** RECORDS TO USE **
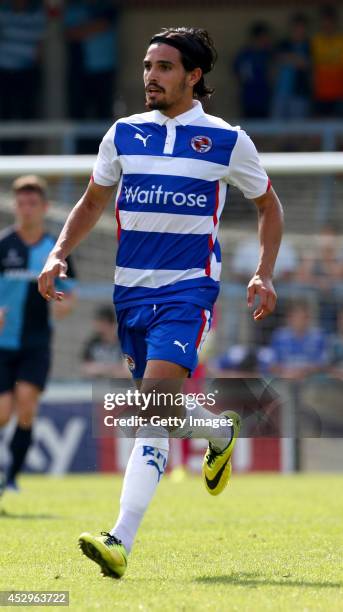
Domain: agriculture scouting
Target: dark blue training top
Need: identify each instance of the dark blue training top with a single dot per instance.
(27, 320)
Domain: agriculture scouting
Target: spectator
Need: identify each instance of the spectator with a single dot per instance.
(102, 356)
(238, 361)
(292, 88)
(92, 51)
(243, 265)
(299, 348)
(327, 52)
(336, 349)
(252, 68)
(323, 271)
(22, 28)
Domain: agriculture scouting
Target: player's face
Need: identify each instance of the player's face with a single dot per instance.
(30, 208)
(167, 84)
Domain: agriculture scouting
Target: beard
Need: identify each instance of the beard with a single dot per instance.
(156, 104)
(165, 104)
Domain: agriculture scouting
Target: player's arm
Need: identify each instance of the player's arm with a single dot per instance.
(270, 224)
(246, 172)
(79, 223)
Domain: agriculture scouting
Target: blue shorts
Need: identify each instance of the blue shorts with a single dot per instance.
(173, 332)
(26, 365)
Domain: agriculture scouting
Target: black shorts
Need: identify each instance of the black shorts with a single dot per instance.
(28, 365)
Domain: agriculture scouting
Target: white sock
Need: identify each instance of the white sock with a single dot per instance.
(219, 436)
(144, 470)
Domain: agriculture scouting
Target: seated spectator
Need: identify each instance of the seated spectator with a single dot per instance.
(238, 361)
(336, 349)
(90, 32)
(102, 356)
(292, 86)
(252, 68)
(22, 28)
(323, 270)
(299, 348)
(327, 56)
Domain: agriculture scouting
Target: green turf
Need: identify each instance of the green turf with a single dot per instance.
(267, 543)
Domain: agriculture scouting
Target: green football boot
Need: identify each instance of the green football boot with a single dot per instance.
(107, 551)
(216, 467)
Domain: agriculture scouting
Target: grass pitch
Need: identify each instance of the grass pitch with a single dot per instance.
(267, 543)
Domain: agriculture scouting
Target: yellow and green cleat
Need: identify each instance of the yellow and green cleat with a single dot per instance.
(216, 467)
(107, 551)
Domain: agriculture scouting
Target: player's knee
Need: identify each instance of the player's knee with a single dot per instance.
(26, 416)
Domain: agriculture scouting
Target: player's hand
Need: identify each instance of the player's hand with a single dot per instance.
(55, 267)
(264, 290)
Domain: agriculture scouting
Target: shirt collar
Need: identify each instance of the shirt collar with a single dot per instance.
(184, 118)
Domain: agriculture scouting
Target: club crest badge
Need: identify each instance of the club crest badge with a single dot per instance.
(201, 144)
(129, 362)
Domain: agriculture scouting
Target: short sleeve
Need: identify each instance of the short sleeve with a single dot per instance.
(245, 171)
(107, 168)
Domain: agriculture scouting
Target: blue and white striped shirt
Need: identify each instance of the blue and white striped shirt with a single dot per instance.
(172, 177)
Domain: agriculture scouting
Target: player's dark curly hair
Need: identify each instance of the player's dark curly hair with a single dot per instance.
(197, 51)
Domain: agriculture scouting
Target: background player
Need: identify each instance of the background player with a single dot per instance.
(173, 165)
(25, 329)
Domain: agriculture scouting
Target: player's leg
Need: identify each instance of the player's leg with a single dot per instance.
(32, 371)
(26, 399)
(7, 382)
(149, 454)
(6, 408)
(180, 339)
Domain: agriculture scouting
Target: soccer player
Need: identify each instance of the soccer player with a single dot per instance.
(25, 330)
(171, 167)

** TASK DETAILS **
Repeat each line of the records above exactly, but do not copy the pictures.

** SOLUTION FOR THIS EXERCISE **
Domain: agriculture scouting
Target: dark blue training top
Need: identify each instance of the dark blue training top with a single dot per instance.
(27, 320)
Domain: agriculture scouting
Target: spectator
Need: identify each instance of the spectator with a single dot per instance.
(102, 356)
(238, 361)
(292, 88)
(92, 51)
(243, 265)
(299, 348)
(327, 52)
(336, 349)
(252, 68)
(323, 271)
(22, 28)
Domain: agriculture scouting
Target: player's face
Need: identify each instance of the player's face with a single dot per instance.
(30, 208)
(167, 84)
Domain: agriculture scouting
Target: beard
Need: identify each instance of the beard with a single dot per instance.
(156, 104)
(165, 104)
Domain: agriculture scouting
Target: player's arm
Need: identify each instance of the player's arm with a single dot per instance.
(270, 224)
(246, 172)
(79, 223)
Domain: agriculture scouting
Target: blue shorts
Need: identify each instance of the blue shorts with a single dot per instance.
(173, 332)
(26, 365)
Domain: agriculture scouting
Target: black shorts
Need: identify each instance of the black shorts with a single dot per instance.
(28, 365)
Domain: agriculture scouting
Target: white sock
Need: identify each instance of the white sock with a single dot per instance.
(219, 436)
(144, 470)
Domain: agriculture scouting
Target: seated spectator
Need: identify each instance of the seated spectator with a single dot per instance.
(238, 361)
(336, 349)
(90, 32)
(102, 356)
(292, 86)
(252, 68)
(22, 28)
(323, 270)
(299, 348)
(327, 56)
Domain: agriculture scouting
Target: green turf
Need: identify each instance of the green turf with a single dot per instance.
(267, 543)
Domain: agriculture scouting
Target: green football boot
Need: identify each instance of the green football boot with a single dot per instance.
(107, 551)
(216, 467)
Domain: agriculture scouting
Target: grass pitch
Need: identify each instance of the grass pitch with a single dot per instance.
(267, 543)
Domain: agriculture scouting
Target: yellow and green cleat
Need: identify each instance of the yellow and green cleat with a single dot per instance.
(216, 467)
(107, 551)
Domain: agriculture scouting
Target: player's knee
Need: identify each instance of the player's knee with a single dot per instance.
(26, 416)
Domain: agriculture scouting
Target: player's hand
Need: identify each instance of the player's hand with a single dot per instance.
(55, 267)
(264, 290)
Domain: agriculture scouting
Target: shirt collar
Need: identify each instance of the shirt collar with a single dot per instance.
(184, 118)
Domain: agriculture scouting
Target: club crest badge
Need: identify each instance of the club crest badge with a single dot per instance.
(201, 144)
(129, 362)
Domain: agriculture scouting
Target: short sleeve
Need: identify each instance of the short sleeve with a single dot per instance.
(245, 171)
(107, 168)
Domain: agriculture scouting
Target: blue and white striped shirt
Need: identify each instance of the blue and white striped shirt with a single dot per instance.
(172, 177)
Domain: agriculture scouting
Target: player's dark curly hair
Need: identify each instance of the player's dark curly hair with a single dot per instance.
(197, 51)
Domain: agriculture scouting
Target: background player
Need: identify each instance of the background player with a single dot per instance.
(173, 165)
(25, 329)
Domain: agriculture scouting
Target: player's leg
Need: identify each instance of the player's leg with a single dot per instance.
(32, 371)
(26, 399)
(7, 382)
(149, 454)
(6, 408)
(180, 339)
Domain: agriculture scouting
Target: soccer player
Need: identify each instance of the soccer player with a single dot per instance.
(25, 330)
(171, 167)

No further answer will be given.